— Start Data entries —

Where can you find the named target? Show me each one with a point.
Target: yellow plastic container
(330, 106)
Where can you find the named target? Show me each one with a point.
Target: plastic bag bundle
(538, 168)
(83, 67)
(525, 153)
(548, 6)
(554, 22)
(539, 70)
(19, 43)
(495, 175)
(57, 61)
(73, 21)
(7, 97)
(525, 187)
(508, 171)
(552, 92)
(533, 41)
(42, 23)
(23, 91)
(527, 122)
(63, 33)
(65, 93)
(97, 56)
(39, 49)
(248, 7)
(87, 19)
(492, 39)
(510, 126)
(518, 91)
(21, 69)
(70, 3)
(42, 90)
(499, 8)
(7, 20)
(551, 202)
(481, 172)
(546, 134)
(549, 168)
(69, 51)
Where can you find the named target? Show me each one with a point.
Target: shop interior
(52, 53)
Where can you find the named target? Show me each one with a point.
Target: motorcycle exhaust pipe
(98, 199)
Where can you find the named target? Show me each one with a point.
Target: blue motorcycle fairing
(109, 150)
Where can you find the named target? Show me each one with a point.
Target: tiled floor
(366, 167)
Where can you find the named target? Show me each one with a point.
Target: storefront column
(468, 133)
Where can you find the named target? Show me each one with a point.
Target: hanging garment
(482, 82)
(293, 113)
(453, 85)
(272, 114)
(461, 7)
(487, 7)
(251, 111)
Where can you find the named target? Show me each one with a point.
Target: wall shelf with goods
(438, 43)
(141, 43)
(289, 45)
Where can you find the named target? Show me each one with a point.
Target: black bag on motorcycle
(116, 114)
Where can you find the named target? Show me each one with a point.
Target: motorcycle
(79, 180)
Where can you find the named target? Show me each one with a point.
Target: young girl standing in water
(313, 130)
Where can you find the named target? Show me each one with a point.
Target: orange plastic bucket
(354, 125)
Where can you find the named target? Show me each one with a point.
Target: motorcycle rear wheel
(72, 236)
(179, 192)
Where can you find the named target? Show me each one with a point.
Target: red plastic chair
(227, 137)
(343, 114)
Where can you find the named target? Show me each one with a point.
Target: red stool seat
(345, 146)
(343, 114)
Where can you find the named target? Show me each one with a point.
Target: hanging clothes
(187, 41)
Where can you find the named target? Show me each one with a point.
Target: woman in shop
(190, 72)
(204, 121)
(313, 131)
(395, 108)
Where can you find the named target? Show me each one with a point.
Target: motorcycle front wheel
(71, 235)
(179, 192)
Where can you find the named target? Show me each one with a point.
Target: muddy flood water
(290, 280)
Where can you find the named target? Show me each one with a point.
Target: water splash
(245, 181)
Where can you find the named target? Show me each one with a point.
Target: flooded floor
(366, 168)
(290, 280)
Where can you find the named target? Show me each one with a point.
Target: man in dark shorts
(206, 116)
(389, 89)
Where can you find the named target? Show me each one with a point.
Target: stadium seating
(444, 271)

— End Data entries —

- _Exercise directions_: Copy the entries above exactly, leaving none out.

- _Completed task_:
Where can you find the named target? Show me each one with a point.
Target: yellow plastic container
(330, 106)
Where can you find the named target? Show me each one with a point.
Target: plastic bag bundle
(538, 168)
(83, 67)
(525, 153)
(548, 6)
(554, 22)
(539, 70)
(19, 43)
(495, 175)
(57, 61)
(73, 21)
(7, 97)
(525, 187)
(508, 171)
(552, 92)
(533, 41)
(42, 23)
(23, 91)
(527, 122)
(63, 33)
(65, 93)
(97, 56)
(39, 49)
(248, 7)
(87, 19)
(492, 39)
(510, 126)
(518, 91)
(21, 69)
(70, 3)
(42, 90)
(499, 8)
(7, 20)
(551, 202)
(481, 172)
(546, 134)
(549, 168)
(69, 51)
Where can you find the named target? Show me each one with a point.
Target: shop interior
(52, 53)
Where can you find the named target? Show me each one with a point.
Target: motorcycle exhaust pipe
(98, 199)
Where can you find the named target? Show me each one with a point.
Target: blue motorcycle fairing
(109, 150)
Where can you find the named target? Show me each one with a point.
Target: tiled floor
(366, 167)
Where can you find the named target? Show me each one with a point.
Target: storefront column
(468, 133)
Where can you find the named target? Show me each one with a point.
Target: hanging garment
(482, 82)
(293, 113)
(453, 85)
(272, 114)
(461, 7)
(487, 7)
(251, 111)
Where can you find the named target? Show me each one with a point.
Target: wall shelf with goods
(438, 43)
(141, 43)
(289, 45)
Where can you find the named target? Show me each one with a point.
Target: black bag on motorcycle
(116, 114)
Where can you find the named target? Show me each one with a point.
Target: motorcycle
(79, 180)
Where can you find the named target? Show me each one with a point.
Target: young girl standing in water
(313, 130)
Where can you find the named target? Show me each one with a point.
Target: orange plastic bucket
(354, 125)
Where can you find the named target? Show me each one with a point.
Target: motorcycle rear wheel
(72, 236)
(179, 192)
Where can you find the named target? Show me each one with a point.
Target: red plastic chair
(227, 137)
(343, 114)
Where can you find the named target? Show me each one with a point.
Target: red stool seat
(345, 146)
(343, 114)
Where can you find the named target? Show me each one with a point.
Target: hanging clothes
(187, 41)
Where can you find the named target? Show me each one with a point.
Target: woman in shop
(190, 72)
(204, 121)
(313, 131)
(395, 108)
Where can you find the named target? Show me each one with a point.
Target: motorcycle front wheel
(71, 235)
(179, 192)
Where can you find the named target? Show me each one with a point.
Target: muddy flood water
(290, 280)
Where can you find the named target? Show me each one with a point.
Target: water splash
(245, 181)
Where can you find the named target? Show me each one with a point.
Target: flooded floor
(366, 168)
(290, 280)
Where can you find the named target? Show me each one with a point.
Target: man in dark shorts
(206, 116)
(389, 89)
Where can you find the named target? Show me each one with a point.
Target: stadium seating
(444, 271)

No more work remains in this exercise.